REQUIREMENT
Copy every item below word for word, changing nothing and adding nothing.

RECORDS SUPPLIED

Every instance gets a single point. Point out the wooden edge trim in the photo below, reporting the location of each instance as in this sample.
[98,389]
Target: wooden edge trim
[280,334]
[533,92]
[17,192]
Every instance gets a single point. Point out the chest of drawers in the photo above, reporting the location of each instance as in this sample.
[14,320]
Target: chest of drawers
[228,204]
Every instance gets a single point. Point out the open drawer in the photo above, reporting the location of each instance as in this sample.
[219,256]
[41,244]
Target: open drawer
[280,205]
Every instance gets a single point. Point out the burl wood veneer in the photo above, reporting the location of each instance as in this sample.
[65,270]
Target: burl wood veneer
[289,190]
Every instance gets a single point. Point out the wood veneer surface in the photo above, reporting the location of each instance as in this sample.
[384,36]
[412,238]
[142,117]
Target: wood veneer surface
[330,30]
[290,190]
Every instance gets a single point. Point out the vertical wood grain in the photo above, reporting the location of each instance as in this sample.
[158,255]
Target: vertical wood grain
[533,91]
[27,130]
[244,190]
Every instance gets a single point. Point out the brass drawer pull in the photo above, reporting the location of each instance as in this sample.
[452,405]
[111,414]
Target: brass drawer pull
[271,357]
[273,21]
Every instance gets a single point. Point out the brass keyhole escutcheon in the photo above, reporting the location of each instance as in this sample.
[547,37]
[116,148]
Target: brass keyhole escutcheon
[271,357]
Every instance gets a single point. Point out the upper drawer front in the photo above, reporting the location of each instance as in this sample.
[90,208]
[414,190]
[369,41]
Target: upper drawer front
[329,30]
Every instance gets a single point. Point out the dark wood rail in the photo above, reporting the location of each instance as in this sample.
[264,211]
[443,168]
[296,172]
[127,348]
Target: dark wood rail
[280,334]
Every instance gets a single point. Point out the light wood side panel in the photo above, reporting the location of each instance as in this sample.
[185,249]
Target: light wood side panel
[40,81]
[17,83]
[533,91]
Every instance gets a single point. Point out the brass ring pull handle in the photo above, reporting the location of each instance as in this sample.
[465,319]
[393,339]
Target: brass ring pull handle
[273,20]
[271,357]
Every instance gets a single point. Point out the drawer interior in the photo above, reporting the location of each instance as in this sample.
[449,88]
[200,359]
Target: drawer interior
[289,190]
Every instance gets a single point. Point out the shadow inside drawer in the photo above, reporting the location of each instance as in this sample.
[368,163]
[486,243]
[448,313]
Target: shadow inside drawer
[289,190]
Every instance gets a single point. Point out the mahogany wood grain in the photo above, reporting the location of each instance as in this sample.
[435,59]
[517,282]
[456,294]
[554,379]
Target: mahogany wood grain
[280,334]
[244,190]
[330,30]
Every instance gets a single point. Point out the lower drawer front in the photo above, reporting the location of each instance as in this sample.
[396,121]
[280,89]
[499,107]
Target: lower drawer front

SOLUTION TO THIS PROBLEM
Every instance gets a single point. Point out the wooden edge trim in the photo below, reporting the location of each instance as in this sample.
[98,389]
Target: wooden edge trim
[280,334]
[533,92]
[17,192]
Every instance gets a single point. Point out the chest of drawers in the photo above, reporting the location of each instance as in this sample.
[14,320]
Target: chest of drawers
[228,204]
Every instance gets a single point. Point out the open drawer in the photo above, reporting the location of each instance as in this sample.
[219,256]
[41,244]
Target: open drawer
[280,205]
Every instance gets a single point. Point out the burl wood veneer in the photo above, reporting the location of each instance as in this sample.
[65,270]
Target: burl wood veneer
[289,190]
Every instance gets a single point. Point out the wood veneer surface in the photo above, reporting the location of each instance as in this sample.
[384,36]
[412,238]
[142,117]
Target: wood veneer surface
[330,30]
[290,190]
Every instance gets a single point. Point out the vertical wood grain in the photo above, reporting the location of each instance as in this sample.
[158,255]
Target: vertical wood grain
[533,91]
[27,130]
[244,190]
Every instance gets a single point. Point out the brass drawer pull in the photo above, reporting the location of each instance as in this sample.
[452,405]
[111,414]
Target: brass drawer pull
[271,357]
[273,21]
Every instance gets a single point. Point out the brass keyhole escutcheon in the photo above, reporting the location of each instance as in this sample.
[547,37]
[116,148]
Target: brass keyhole escutcheon
[271,357]
Every instance gets a single point. Point out the upper drawer front in the photo above, reporting the location of each instance as in this sample.
[90,208]
[414,190]
[369,41]
Target: upper drawer front
[329,30]
Every instance gets a single point. Point out the dark wood rail in the photo above, reporting the location of each instance as in this sample.
[264,211]
[443,168]
[296,172]
[127,348]
Target: dark wood rail
[280,334]
Every instance gets a single point. Point out the light wood side panel in the photo above, reporting the location of each instance as in this sample.
[185,249]
Target: light wood side panel
[40,81]
[17,83]
[533,91]
Every instance gets a single point. Point out the brass ring pull handle in the photo above, reporting the location of each instance as in this sample.
[465,319]
[393,339]
Target: brass ring pull handle
[273,20]
[271,357]
Every instance gets a single point. Point out the drawer interior in the photo above, reporting the location of each instance as in this sample.
[449,88]
[200,359]
Target: drawer interior
[289,190]
Every instance gets a single point. Point out the shadow inside drawer in the photo above, reporting the location of each instance as in this sample.
[368,163]
[486,243]
[448,313]
Target: shadow inside drawer
[289,190]
Every instance gets a single point. Point out the mahogany wood grain in the photo above, reporting the location of each instance as in this sample.
[435,59]
[517,282]
[456,294]
[554,379]
Target: mahogany wood grain
[280,334]
[244,190]
[330,30]
Every instance gets a single point. Point out the lower drawer front in the photo above, reporting the location of each instance as in this sample.
[396,121]
[280,89]
[499,107]
Target: lower drawer front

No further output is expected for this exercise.